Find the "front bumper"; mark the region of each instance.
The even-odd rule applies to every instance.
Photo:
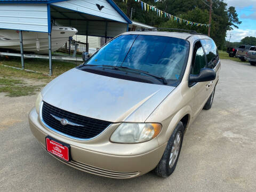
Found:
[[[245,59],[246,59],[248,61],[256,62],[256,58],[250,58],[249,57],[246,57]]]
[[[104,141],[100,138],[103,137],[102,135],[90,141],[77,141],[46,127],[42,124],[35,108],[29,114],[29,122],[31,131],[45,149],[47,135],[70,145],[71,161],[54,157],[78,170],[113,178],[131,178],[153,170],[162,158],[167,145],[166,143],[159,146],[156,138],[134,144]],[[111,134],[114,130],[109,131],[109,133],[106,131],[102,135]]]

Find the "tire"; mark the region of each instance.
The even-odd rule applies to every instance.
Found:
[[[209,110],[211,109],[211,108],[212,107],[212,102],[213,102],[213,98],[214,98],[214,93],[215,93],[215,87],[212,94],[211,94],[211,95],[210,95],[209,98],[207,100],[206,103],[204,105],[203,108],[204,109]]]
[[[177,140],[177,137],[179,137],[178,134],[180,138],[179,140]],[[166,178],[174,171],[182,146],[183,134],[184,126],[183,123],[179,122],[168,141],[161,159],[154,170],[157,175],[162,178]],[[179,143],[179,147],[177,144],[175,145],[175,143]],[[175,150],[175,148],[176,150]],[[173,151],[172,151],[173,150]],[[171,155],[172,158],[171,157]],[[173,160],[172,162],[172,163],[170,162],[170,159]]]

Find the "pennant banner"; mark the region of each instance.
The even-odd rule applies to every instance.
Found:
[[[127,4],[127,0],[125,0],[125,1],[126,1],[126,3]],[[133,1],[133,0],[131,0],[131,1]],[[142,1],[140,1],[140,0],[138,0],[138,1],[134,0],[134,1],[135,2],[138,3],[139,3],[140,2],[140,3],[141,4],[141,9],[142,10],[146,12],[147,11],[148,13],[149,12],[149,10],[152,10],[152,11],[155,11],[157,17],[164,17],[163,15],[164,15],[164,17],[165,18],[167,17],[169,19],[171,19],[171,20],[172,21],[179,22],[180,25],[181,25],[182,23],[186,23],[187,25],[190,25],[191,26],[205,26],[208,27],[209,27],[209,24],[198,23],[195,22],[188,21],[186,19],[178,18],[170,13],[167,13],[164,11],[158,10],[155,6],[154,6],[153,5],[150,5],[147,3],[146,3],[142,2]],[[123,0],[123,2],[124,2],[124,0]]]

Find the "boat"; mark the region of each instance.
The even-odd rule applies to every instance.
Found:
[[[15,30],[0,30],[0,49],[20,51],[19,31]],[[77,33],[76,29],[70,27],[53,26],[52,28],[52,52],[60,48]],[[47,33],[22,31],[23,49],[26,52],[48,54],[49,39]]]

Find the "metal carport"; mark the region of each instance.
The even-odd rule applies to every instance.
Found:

==================================================

#### [Stated problem]
Count the lines in the entries above that contain the string "mark", treating uppercase and lowercase letters as distinct. Give only the number.

#### [Worked solution]
5